THINGS TO DO
A. In the comments on the LED video, what does one commenter say the bigger bit inside an LED is?
B. Reproduce a passage from the comments on the LED video, beginning at the words "Thanks for anther" and stopping after "30 some years.".

QUOTED PASSAGE
.....

Something I learned from AvE (I think) years ago that lets you instantly remember which lead is positive on LEDs or electrolytics: you can create a + sign with the longer lead by cutting the extra length off and turning it sideways. Physical memory tricks like that have really helped me along the way. Another one I just remembered is how to remember which wire is live and which wire is neutral in US home wiring: put the two wires out in the sun, the black one gets hot and the white one stays neutral.
In the real world component leads are often trimmed so you cannot count on one being longer than the other. So you're better off looking inside the LED to see what polarity it is. There you just remember the bigger bit is the ground. I also equate the bigger bit to being the "land". I've heard of anvil and post but that has no meaning to me. Land on the other hand is earth or ground.
Thank you so much for this video, I've got an LED project I'm going to work on and gathering as much information as I can on it before I start and this was very good for setting some ground rules for me.
As someone who hadn't thought about annodes and cathodes in 5+ years (GCSE chemistry) and is trying to learn electronics, this is so useful! especially as i don't understand your other vids as I have no clue what's being said, but I'm learning!!
Thanks for anther great educational video.. there is always something to learn from you eg the internals of a diode. I know the basisc of electronics but i often dive into the beginners titled vids to see what knowledge pple pass on. Cheers from Down Under..
Fantastic video, very concise and informative. You answer one of the most basic questions for enthusiast looking for a simple answer regarding LED's. I subscribed and going to go through your other videos, little refresher never hurt anyone, even someone whos been into electronics for 30 some years.
Thank you for this information. how do I calculate the power needed to make a sign like great Scott. I want to make three signs. Man cave, she shed and war room. Is it better to run them parallel or series? How do I figure out what voltage I'll be needing?
Interesting,. Looking to find a video to explain the resistor size needed to drive some 0.5W LEDs I just got off of allyexpress. Sadly only information I've been given on them is that they are 1/2Watt, and voltage. How do I convert Watts to amps
Great video, I happened to learn a thing or two about LEDs that I somehow never seem to come across. Thank you, and for all the videos you put out which have tons of knowledge for beginners to your Big Clive's 😂👏🏼
Great video Mr. !! You killed 3 innocent LEDs for imparting your knowledge to the world ! I'm subscribing to your channel right away. Love from Singapore.
great video.ez to learn the way you do it. can you do or explain to me how this would work if youre powering a clock LED bulb under AC power 120V? i calculated a resistor like 11,450. is that possible. did I do it right?
great video, nice to be refreshed on ohms law .. may i ask a question .... if i was using 9 led's, in series .. do i need a resistor for each led? or does 1 resistor work the same and what wire needed for a 9v current .... any help would be appreciated , thanks.
Blowman...in your demonstration...you've blown more discrete LEDs than l've been able to come across as a diy enthusiast, liking Texas Instruments, Forrest Mims Project books. You have a interesting and informative method. Don't take the "blowman" comment as a insult...it's just something we workers would say to each other in a battery plant. Congratulations...l subscribed!

.....

RAW RECORDS
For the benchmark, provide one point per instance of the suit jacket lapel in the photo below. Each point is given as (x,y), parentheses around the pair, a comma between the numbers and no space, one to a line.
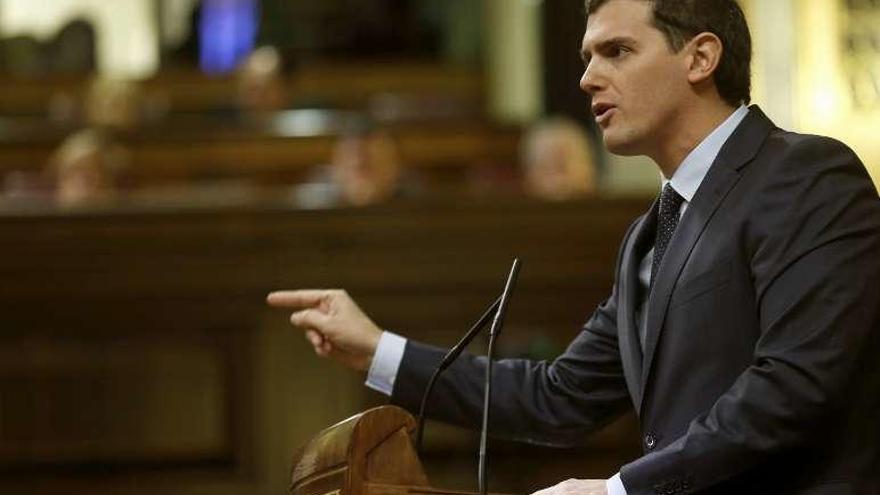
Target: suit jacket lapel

.....

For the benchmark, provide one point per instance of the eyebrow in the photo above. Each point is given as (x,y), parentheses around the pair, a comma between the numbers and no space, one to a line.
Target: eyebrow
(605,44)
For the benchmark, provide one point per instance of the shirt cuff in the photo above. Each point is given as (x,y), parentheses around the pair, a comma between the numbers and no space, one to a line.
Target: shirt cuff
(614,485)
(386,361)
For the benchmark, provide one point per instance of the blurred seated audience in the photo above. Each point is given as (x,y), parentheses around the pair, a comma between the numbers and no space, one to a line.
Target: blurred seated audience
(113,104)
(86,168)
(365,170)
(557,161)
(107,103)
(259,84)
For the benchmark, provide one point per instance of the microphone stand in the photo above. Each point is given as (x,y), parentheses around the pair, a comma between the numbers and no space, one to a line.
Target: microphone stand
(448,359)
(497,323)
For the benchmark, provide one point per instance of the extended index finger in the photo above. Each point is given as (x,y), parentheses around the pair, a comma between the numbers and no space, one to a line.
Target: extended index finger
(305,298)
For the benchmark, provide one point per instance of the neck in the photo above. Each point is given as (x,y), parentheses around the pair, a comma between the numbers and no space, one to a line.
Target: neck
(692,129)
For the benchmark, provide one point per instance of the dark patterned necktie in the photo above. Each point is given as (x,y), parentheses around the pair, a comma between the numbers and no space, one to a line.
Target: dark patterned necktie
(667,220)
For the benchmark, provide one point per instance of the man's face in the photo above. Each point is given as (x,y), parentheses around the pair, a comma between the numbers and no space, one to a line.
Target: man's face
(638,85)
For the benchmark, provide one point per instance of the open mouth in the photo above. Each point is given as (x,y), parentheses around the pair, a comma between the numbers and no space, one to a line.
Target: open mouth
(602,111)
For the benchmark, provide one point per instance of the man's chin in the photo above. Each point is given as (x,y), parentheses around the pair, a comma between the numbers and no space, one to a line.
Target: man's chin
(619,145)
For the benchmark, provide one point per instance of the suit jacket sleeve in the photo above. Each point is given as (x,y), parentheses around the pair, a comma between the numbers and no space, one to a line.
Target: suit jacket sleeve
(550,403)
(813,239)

.....

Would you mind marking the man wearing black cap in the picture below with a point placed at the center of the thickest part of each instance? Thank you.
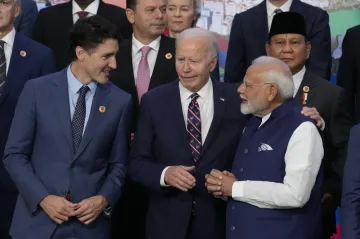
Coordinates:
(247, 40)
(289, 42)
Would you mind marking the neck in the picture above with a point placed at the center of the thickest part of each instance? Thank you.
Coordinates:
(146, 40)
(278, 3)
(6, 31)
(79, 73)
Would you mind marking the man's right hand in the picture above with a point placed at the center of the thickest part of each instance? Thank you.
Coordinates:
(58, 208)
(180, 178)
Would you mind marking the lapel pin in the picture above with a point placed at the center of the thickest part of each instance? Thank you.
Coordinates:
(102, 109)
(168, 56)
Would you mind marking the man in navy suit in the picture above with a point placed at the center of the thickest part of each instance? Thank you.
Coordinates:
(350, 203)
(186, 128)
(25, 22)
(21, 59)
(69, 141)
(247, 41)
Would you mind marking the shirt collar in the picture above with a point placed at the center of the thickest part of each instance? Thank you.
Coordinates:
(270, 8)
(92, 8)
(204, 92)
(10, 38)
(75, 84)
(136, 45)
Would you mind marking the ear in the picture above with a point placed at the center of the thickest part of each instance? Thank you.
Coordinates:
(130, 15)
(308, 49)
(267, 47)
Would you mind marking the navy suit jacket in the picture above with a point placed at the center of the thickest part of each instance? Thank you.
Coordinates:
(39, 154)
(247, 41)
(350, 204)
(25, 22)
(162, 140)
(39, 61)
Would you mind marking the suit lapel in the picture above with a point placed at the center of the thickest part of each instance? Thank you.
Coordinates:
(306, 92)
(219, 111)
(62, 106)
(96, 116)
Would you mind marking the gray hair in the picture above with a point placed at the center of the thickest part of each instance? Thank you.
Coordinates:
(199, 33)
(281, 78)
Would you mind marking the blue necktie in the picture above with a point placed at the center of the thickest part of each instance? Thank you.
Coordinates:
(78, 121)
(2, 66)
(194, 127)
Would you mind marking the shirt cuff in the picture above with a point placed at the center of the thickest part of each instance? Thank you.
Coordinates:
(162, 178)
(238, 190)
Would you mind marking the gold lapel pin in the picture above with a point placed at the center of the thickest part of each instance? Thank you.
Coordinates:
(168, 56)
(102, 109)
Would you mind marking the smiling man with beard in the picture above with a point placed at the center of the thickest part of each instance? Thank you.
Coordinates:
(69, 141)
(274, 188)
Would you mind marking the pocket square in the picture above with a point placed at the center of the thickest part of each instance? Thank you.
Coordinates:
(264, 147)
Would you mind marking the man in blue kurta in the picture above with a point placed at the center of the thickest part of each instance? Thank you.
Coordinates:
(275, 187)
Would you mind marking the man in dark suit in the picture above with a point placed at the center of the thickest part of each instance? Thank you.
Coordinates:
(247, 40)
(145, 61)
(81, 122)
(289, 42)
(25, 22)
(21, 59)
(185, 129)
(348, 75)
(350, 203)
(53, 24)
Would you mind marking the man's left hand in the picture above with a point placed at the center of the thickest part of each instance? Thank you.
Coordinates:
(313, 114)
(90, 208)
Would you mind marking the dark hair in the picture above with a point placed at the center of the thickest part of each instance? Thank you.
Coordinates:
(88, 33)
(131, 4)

.....

ANSWERS TO THE EXERCISES
A. The ground.

B.
Thanks for anther great educational video.. there is always something to learn from you eg the internals of a diode. I know the basisc of electronics but i often dive into the beginners titled vids to see what knowledge pple pass on. Cheers from Down Under..
Fantastic video, very concise and informative. You answer one of the most basic questions for enthusiast looking for a simple answer regarding LED's. I subscribed and going to go through your other videos, little refresher never hurt anyone, even someone whos been into electronics for 30 some years.